### GIVEN PASSAGE:
---*---
My blog about my wargaming activities. I collect a lot of 15mm miniatures for the American War of Independence and so collect a lot of rules for this period. I started miniatures with Napoleonics, so I have a number of armies in 6mm and 15mm figures for skirmishing. I have15mm WW II figures that I use for Flames of War, Memoir '44, and someday, Poor Bloody Infantry. Finally there is my on-again, off-again relationship with paper soldiers that I sometimes write about.

Sunday, July 24, 2011

Infantry Aces Cassino Game 01

After Action Report for Infantry Aces Cassino Game 01

So, for my first game in the Infantry Aces Cassino campaign I played Bill Bushong, who was playing US Rifles (Italy). I was playing the Reichsgrenadiers, so it was a bit of a switch; the US were the Veterans while the Germans had the Trained troops.
---*---
### LISTING:
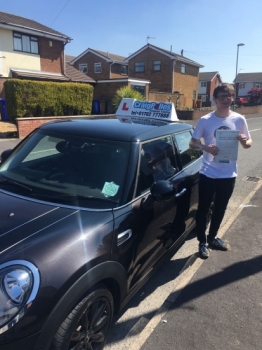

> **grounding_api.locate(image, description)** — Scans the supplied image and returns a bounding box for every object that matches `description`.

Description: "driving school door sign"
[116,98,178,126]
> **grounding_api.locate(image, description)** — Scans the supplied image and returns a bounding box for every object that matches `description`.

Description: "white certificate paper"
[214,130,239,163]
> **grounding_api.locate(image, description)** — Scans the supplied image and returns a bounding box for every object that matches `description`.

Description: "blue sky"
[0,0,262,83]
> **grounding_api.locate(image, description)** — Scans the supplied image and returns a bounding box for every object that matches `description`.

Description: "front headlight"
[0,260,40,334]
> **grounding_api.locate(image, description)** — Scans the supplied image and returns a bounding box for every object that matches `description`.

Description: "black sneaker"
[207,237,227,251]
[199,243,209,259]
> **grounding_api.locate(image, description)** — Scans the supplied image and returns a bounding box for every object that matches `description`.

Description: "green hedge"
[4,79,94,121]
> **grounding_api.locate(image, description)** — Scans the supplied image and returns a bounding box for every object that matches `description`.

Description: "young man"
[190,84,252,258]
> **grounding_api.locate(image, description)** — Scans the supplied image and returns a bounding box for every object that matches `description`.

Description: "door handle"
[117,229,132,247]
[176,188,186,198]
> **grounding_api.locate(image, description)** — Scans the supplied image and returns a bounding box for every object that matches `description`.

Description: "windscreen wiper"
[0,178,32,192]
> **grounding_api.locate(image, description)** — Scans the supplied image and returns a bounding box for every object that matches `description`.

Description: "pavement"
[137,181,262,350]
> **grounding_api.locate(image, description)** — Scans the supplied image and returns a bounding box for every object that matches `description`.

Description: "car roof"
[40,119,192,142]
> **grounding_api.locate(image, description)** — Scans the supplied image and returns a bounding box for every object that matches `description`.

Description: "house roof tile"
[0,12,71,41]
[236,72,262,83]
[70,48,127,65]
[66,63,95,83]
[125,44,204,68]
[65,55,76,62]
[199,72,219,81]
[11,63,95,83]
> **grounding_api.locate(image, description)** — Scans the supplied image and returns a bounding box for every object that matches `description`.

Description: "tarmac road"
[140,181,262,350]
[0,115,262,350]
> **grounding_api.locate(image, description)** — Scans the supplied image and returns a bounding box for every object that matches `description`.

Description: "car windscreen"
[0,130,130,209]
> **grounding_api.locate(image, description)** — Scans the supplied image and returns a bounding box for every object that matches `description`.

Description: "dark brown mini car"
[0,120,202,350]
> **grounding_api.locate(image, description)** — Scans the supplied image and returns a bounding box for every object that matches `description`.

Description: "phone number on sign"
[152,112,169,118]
---*---
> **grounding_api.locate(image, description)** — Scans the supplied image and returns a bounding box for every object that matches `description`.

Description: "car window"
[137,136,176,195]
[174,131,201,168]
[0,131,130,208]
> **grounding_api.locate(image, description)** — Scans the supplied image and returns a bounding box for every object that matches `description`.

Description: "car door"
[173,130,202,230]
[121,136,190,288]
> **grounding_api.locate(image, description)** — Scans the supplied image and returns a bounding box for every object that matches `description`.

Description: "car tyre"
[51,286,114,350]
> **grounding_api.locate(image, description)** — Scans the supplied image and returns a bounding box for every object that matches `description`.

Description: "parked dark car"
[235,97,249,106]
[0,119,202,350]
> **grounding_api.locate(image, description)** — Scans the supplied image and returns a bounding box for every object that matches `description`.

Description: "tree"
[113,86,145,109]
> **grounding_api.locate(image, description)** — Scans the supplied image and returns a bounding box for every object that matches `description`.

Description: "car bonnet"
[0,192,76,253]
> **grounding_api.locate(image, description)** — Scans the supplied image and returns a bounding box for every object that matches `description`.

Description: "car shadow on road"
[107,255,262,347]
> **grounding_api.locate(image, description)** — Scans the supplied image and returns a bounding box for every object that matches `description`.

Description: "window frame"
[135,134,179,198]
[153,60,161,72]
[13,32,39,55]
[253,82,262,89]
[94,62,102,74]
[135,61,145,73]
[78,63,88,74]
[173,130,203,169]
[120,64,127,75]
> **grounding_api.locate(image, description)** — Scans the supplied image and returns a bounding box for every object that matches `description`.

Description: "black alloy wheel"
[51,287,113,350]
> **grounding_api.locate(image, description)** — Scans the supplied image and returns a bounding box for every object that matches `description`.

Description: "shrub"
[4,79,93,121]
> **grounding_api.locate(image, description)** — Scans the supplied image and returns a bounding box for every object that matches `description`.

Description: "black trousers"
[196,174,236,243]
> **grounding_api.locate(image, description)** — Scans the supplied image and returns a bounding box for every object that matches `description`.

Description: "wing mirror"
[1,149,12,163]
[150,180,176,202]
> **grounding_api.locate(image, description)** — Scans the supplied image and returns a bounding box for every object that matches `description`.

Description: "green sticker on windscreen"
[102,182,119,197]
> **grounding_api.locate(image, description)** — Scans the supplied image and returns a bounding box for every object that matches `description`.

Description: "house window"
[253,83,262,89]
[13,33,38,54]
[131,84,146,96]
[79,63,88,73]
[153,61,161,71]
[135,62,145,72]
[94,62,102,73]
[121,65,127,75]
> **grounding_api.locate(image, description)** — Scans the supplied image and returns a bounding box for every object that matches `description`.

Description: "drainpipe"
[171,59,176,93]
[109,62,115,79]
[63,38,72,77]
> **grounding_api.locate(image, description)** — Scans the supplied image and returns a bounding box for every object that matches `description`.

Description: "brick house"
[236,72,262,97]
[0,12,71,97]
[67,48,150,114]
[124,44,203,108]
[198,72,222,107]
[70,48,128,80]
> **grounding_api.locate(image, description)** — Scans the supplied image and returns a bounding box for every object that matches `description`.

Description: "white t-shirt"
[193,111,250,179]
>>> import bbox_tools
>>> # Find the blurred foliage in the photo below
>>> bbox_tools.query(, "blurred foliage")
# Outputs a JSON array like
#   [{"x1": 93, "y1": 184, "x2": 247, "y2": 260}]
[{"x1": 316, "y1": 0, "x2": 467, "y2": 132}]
---*---
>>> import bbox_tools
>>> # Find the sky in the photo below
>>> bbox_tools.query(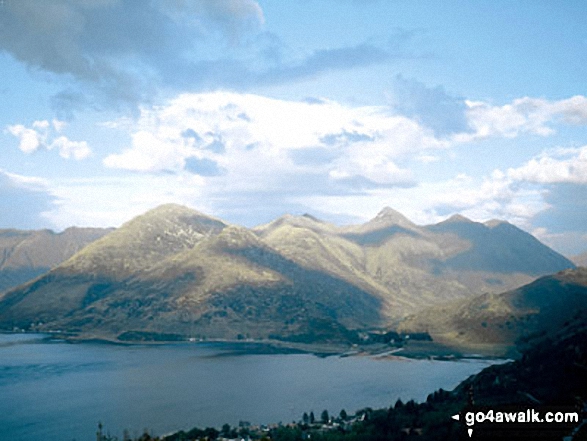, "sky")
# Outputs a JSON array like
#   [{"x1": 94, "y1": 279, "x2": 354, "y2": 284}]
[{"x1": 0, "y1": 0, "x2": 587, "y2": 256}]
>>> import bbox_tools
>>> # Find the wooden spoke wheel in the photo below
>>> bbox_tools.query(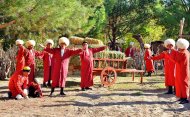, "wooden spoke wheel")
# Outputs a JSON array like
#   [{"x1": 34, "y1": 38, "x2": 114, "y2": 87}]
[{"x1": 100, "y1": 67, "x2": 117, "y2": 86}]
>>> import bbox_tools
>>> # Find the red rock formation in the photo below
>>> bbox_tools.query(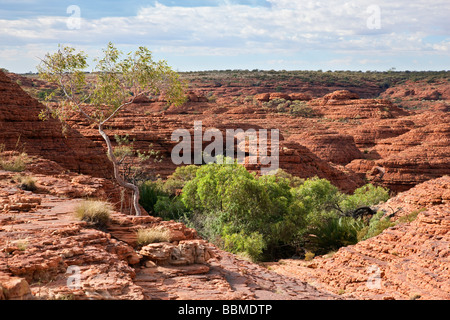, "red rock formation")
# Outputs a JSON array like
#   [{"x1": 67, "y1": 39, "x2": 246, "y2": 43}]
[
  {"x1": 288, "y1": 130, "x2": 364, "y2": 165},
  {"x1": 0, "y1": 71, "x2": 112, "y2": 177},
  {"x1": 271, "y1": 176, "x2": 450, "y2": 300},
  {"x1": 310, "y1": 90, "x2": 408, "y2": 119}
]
---*---
### TASKS:
1) Rewrite the wargaming blog post between "My blog about" and "the Trained troops.", inclusive, replacing "Reichsgrenadiers" with "Panzergrenadiers".
2) Answer these questions from the wargaming blog post:
(a) In which two figure scales are the Napoleonic armies?
(b) On what date was the post published?
(c) In the first Infantry Aces Cassino game, which side had the Trained troops?

### SOLUTIONS TO THE EXERCISE:
1)
My blog about my wargaming activities. I collect a lot of 15mm miniatures for the American War of Independence and so collect a lot of rules for this period. I started miniatures with Napoleonics, so I have a number of armies in 6mm and 15mm figures for skirmishing. I have15mm WW II figures that I use for Flames of War, Memoir '44, and someday, Poor Bloody Infantry. Finally there is my on-again, off-again relationship with paper soldiers that I sometimes write about.

Sunday, July 24, 2011

Infantry Aces Cassino Game 01

After Action Report for Infantry Aces Cassino Game 01

So, for my first game in the Infantry Aces Cassino campaign I played Bill Bushong, who was playing US Rifles (Italy). I was playing the Panzergrenadiers, so it was a bit of a switch; the US were the Veterans while the Germans had the Trained troops.

2)
(a) 6mm and 15mm
(b) Sunday, July 24, 2011
(c) The Germans